__Records shown__
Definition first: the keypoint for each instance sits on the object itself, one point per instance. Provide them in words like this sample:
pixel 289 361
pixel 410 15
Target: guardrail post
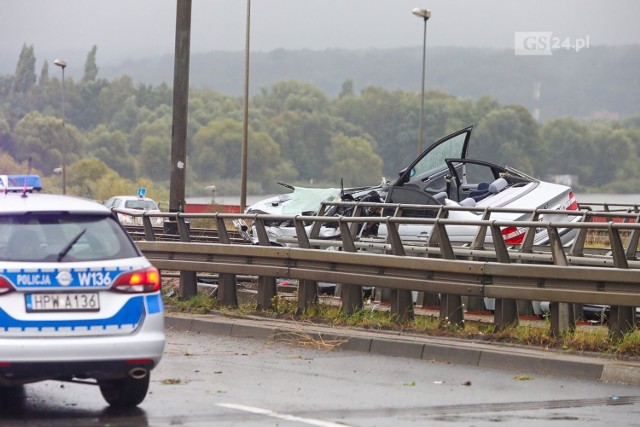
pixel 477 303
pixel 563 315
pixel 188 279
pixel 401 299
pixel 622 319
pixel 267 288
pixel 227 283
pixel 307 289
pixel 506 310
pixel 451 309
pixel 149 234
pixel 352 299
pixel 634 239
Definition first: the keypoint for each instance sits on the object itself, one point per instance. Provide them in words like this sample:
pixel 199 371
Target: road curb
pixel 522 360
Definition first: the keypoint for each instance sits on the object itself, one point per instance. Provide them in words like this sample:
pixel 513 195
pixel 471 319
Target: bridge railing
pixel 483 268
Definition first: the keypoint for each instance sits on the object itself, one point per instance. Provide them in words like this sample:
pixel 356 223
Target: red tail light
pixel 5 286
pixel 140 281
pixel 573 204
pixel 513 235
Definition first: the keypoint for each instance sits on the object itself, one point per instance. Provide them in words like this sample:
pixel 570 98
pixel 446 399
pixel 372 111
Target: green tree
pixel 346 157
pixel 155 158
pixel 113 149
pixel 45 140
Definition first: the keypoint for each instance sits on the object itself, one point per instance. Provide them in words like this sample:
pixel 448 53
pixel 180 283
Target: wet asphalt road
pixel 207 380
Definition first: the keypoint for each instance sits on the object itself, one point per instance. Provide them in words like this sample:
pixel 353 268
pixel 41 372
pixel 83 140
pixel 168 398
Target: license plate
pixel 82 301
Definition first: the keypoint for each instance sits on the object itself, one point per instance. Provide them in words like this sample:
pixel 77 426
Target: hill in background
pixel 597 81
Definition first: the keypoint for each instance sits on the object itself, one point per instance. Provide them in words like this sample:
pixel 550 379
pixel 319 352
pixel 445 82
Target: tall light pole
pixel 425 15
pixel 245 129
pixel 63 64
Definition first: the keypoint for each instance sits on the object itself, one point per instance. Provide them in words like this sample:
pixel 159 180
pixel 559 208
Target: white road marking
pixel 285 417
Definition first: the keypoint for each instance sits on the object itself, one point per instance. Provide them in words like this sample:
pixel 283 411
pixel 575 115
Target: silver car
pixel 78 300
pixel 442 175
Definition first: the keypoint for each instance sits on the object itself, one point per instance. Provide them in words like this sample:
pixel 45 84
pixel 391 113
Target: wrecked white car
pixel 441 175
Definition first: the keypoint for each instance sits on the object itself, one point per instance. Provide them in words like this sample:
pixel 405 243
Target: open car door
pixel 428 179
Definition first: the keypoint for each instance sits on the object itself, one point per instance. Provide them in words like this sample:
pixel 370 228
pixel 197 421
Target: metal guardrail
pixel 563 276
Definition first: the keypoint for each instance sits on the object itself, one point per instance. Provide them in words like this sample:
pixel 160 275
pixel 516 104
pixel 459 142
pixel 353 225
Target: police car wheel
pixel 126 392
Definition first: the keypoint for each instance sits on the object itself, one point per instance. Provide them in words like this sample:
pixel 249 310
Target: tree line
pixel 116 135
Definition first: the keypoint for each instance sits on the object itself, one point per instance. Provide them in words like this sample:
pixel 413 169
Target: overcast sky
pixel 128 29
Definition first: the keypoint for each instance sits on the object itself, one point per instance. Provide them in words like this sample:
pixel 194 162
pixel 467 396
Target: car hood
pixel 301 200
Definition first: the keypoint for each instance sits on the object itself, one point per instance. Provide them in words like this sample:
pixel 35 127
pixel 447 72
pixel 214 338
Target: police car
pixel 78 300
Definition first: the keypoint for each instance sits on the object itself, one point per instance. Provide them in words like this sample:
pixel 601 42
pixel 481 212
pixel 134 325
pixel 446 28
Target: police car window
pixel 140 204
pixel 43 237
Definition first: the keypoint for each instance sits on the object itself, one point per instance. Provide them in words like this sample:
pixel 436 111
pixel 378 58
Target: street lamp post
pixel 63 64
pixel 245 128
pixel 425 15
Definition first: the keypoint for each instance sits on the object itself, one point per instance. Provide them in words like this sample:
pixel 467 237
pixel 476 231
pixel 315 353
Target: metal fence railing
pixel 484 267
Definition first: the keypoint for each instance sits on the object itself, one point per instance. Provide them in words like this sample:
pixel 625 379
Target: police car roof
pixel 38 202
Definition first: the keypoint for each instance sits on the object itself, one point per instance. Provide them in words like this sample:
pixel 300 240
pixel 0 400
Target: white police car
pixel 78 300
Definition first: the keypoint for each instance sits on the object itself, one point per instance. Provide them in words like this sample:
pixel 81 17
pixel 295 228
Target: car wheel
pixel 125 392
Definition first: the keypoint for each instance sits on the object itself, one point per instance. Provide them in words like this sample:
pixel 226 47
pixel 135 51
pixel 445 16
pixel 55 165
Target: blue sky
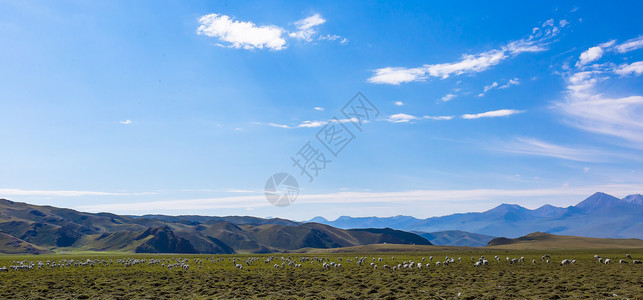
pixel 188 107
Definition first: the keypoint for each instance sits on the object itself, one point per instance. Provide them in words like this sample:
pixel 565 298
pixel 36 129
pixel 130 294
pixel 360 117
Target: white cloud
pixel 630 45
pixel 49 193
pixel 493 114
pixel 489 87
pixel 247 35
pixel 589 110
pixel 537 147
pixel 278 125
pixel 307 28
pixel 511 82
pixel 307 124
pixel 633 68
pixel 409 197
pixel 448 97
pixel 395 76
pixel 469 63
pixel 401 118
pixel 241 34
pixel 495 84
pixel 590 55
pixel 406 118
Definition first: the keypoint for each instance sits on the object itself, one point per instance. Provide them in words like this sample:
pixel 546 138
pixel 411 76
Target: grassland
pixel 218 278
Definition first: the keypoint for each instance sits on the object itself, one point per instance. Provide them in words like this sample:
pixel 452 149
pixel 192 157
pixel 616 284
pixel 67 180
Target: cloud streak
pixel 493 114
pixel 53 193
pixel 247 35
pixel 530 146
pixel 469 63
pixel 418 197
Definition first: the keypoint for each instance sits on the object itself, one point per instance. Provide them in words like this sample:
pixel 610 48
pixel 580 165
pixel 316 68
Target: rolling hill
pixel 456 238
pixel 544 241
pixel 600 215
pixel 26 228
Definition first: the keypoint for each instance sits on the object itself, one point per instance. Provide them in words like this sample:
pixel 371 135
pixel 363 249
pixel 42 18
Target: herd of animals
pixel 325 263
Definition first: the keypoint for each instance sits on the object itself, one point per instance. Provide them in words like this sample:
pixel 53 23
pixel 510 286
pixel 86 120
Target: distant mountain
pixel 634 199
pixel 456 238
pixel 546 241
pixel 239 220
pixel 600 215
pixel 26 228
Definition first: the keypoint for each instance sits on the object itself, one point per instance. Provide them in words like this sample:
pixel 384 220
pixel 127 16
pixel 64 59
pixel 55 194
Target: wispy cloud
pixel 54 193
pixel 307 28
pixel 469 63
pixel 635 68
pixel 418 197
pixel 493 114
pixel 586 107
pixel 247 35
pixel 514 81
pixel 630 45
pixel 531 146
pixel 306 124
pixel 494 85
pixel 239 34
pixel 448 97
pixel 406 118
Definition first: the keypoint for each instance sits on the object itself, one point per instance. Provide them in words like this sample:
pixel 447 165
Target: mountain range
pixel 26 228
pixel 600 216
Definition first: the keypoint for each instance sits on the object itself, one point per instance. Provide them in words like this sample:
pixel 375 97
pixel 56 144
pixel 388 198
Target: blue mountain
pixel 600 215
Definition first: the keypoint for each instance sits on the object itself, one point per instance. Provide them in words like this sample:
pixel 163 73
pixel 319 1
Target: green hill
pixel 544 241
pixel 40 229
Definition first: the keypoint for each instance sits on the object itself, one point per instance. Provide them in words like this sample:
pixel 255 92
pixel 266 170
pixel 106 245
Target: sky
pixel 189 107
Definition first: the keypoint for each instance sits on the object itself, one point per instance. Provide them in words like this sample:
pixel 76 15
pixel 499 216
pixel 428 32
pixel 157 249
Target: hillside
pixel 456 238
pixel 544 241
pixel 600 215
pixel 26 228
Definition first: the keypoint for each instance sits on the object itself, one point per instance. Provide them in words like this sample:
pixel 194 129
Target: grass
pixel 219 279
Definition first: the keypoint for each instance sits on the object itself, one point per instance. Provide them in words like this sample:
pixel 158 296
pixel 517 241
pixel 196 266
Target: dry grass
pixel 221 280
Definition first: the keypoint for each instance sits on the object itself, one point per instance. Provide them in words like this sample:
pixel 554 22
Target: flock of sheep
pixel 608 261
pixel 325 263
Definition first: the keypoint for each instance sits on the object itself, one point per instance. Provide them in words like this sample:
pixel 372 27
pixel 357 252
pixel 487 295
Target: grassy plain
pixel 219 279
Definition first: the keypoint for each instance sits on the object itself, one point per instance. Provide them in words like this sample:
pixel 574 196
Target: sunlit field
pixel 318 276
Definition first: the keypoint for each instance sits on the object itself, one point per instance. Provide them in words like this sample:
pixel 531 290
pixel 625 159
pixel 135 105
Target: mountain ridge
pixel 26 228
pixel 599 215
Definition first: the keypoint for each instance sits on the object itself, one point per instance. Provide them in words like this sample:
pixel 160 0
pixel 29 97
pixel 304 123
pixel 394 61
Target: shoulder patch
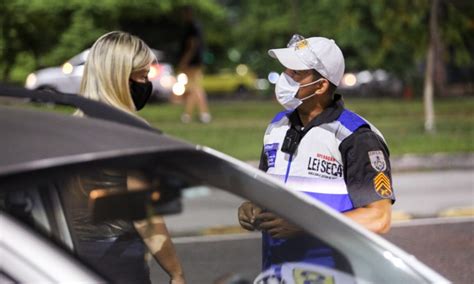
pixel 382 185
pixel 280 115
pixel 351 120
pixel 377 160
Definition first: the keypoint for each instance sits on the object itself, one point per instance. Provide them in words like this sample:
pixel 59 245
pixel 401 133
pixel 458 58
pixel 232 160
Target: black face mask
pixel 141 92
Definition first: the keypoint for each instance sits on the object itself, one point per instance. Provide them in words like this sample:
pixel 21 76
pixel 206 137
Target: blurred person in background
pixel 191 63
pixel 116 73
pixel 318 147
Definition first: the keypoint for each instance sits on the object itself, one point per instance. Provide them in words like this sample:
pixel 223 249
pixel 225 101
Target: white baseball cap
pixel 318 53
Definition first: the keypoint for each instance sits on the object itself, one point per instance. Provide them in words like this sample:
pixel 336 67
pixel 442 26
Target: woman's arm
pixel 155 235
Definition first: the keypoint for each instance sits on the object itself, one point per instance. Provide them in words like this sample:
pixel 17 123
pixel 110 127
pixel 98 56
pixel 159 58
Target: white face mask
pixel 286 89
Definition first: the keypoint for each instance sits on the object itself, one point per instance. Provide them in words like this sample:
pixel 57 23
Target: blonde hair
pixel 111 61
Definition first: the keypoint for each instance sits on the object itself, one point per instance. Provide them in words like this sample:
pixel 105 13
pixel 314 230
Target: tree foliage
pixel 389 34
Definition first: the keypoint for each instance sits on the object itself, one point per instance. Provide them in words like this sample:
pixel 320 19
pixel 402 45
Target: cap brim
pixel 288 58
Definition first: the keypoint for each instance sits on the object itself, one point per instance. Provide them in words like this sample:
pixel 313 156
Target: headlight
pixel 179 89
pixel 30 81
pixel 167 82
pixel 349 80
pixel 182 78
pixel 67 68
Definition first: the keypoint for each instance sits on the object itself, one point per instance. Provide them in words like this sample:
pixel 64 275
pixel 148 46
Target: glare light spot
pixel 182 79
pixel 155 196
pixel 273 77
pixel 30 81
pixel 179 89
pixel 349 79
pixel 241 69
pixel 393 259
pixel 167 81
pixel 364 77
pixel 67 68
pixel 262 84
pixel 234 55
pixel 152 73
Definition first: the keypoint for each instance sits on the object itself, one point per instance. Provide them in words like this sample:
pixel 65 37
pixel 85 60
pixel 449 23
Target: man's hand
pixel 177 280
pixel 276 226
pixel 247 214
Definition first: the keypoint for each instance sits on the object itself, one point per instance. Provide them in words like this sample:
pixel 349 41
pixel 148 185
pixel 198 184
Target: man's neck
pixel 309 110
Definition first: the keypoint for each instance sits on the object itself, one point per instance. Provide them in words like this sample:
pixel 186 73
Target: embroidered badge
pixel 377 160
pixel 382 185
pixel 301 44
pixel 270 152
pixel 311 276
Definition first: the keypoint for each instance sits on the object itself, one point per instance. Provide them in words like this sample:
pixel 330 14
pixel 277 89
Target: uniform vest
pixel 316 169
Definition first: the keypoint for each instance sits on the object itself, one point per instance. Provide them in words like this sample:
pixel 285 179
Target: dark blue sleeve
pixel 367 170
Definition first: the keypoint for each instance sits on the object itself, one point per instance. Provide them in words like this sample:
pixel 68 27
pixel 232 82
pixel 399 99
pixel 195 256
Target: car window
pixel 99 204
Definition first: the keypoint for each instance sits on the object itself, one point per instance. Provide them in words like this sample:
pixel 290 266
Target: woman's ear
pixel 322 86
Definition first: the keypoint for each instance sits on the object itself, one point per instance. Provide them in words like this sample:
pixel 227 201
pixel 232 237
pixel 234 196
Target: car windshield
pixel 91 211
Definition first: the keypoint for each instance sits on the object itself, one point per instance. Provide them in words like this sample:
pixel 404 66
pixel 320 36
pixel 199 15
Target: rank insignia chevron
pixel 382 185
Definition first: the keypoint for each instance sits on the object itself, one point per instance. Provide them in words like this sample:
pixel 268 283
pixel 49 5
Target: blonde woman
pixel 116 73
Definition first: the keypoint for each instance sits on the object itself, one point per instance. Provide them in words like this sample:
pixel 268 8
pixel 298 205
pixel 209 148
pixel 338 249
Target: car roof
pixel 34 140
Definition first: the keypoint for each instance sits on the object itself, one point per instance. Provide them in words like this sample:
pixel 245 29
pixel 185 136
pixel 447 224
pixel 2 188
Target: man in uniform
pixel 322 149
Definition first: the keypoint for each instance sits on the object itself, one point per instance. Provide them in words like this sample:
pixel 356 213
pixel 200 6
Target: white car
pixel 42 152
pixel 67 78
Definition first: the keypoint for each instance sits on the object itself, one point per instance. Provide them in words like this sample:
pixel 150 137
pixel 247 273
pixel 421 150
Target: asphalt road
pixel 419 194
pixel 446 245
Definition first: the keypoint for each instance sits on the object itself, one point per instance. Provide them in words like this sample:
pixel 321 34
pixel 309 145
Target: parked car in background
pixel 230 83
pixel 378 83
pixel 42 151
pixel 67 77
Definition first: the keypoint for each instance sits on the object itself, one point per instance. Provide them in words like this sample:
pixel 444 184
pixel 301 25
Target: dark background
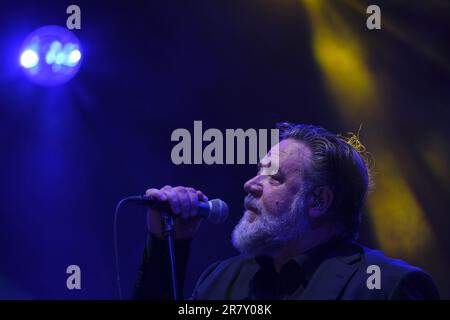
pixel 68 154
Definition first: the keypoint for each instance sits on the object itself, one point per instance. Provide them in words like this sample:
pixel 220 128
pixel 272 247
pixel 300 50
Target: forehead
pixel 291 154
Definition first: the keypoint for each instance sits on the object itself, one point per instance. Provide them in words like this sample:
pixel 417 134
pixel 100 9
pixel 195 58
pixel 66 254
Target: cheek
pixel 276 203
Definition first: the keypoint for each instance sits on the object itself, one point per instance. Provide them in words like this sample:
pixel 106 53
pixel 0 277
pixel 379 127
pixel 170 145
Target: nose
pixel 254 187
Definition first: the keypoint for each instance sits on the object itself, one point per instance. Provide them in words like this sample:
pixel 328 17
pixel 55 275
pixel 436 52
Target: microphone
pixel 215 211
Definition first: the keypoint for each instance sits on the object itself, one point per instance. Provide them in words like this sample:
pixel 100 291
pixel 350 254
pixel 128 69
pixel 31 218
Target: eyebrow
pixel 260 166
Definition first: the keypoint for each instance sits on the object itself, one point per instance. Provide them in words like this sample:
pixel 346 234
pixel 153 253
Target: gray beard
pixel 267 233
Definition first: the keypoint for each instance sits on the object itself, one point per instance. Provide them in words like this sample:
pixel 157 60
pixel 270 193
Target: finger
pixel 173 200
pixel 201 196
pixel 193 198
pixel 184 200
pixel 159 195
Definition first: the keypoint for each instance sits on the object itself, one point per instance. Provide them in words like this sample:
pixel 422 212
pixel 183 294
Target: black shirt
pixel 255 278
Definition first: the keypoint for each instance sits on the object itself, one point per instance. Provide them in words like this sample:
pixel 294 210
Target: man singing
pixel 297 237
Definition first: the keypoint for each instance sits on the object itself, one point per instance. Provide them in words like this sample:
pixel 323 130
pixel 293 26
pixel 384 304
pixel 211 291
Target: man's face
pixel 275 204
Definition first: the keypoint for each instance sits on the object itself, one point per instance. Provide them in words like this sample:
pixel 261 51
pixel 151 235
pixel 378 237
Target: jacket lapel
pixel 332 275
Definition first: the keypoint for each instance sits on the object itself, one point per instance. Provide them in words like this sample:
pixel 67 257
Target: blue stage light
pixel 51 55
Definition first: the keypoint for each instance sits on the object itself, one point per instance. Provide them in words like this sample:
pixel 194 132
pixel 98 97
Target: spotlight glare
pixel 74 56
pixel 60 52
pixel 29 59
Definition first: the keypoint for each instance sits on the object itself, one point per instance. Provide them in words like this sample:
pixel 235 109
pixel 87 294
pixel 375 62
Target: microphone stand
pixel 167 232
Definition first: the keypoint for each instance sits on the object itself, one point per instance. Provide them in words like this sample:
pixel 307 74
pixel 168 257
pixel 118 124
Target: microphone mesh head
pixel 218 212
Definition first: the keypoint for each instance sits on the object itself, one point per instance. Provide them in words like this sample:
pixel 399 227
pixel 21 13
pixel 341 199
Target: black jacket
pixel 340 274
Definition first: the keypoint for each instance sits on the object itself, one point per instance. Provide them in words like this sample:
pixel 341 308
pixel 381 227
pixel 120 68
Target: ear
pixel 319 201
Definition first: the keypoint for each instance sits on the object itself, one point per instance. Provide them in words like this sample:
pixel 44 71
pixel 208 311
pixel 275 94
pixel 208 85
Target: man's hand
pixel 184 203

__Instructions to follow__
Locate each line of the records that contains the word "wheel", and copy those lines in full.

__Response to the exercise__
Target: police car wheel
Target: car wheel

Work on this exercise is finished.